TASK PROMPT
Scale the listing from its first line through the line containing "top-left (311, 104), bottom-right (433, 350)". Reproduce every line, requests included, with the pictures left out, and multiply only the bounding-box coordinates in the answers by 2.05, rounding to whole numbers with halves rounded up, while leaving the sample coordinates in the requests unchanged.

★ ★ ★ ★

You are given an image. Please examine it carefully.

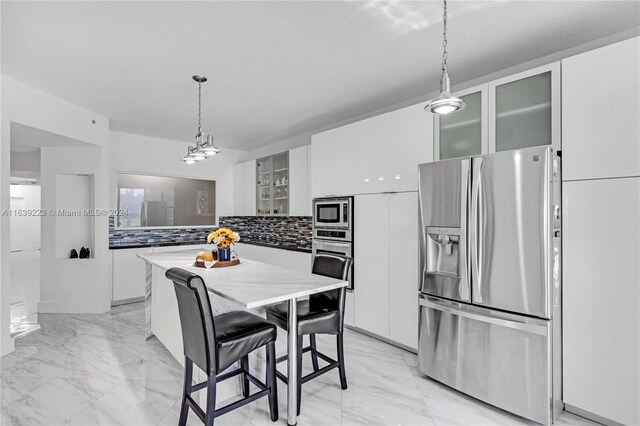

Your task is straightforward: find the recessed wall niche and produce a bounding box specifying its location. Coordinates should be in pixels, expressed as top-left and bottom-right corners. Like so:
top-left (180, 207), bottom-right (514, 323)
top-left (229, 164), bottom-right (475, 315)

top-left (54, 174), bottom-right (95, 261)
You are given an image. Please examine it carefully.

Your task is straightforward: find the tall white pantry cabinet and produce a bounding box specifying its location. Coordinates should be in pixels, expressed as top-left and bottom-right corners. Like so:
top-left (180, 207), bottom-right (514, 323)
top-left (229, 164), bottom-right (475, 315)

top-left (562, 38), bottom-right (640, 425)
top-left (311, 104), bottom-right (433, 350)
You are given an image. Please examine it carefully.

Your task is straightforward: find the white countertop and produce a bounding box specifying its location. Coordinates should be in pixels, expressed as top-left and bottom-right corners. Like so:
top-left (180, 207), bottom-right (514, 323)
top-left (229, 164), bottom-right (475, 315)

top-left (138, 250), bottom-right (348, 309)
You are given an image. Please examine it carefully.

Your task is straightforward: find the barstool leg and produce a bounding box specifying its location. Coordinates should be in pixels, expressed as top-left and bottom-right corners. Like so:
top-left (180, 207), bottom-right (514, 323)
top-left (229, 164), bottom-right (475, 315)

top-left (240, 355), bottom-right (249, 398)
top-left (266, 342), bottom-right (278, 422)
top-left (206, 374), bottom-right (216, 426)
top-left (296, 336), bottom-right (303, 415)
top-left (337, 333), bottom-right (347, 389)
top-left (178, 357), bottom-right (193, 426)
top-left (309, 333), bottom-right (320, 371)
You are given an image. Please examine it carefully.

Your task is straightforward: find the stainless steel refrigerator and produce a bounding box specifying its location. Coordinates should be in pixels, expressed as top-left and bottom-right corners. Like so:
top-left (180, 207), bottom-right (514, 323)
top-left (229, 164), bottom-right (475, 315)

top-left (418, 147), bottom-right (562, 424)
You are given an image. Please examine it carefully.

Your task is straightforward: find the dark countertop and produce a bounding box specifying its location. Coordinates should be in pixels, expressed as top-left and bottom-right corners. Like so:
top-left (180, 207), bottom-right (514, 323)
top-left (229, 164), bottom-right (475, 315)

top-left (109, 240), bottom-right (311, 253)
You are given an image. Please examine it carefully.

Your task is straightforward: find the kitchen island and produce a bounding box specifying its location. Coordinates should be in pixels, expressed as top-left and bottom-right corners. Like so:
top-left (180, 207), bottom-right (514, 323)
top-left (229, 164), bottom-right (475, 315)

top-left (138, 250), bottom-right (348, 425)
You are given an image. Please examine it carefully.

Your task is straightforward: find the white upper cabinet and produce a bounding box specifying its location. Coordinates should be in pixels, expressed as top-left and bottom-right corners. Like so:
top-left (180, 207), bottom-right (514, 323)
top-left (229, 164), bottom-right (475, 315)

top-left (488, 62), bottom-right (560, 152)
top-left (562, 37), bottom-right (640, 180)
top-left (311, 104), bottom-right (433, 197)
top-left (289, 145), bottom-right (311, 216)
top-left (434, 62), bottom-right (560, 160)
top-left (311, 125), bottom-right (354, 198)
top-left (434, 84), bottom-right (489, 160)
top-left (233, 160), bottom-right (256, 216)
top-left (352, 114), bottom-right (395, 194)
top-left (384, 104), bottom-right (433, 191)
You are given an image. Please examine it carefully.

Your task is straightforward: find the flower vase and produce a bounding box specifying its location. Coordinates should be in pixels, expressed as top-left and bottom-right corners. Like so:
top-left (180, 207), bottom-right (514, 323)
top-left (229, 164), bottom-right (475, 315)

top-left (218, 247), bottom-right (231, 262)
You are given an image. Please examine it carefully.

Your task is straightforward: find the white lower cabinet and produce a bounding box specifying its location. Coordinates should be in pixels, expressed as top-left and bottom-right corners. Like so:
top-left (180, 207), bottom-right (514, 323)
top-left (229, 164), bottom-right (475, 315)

★ ★ ★ ★

WORKED SOLUTION
You are given an image. Please examine it carefully.


Your task is straightforward: find the recessed wall niche and produce a bounding box specifying its location. Coordinates should be in pixels, expressed as top-left and bottom-right corners. Like so:
top-left (180, 207), bottom-right (514, 323)
top-left (229, 164), bottom-right (475, 315)

top-left (111, 357), bottom-right (195, 535)
You are given an image. Please examine it carefully.

Your task is straightforward: find the tall white pantry cabinet and produce a bounding box specifying its location. Coordinates should be in pixels, expressed as top-left and bottom-right corners. Like so:
top-left (180, 207), bottom-right (514, 323)
top-left (229, 164), bottom-right (475, 315)

top-left (1152, 78), bottom-right (1312, 871)
top-left (638, 213), bottom-right (888, 718)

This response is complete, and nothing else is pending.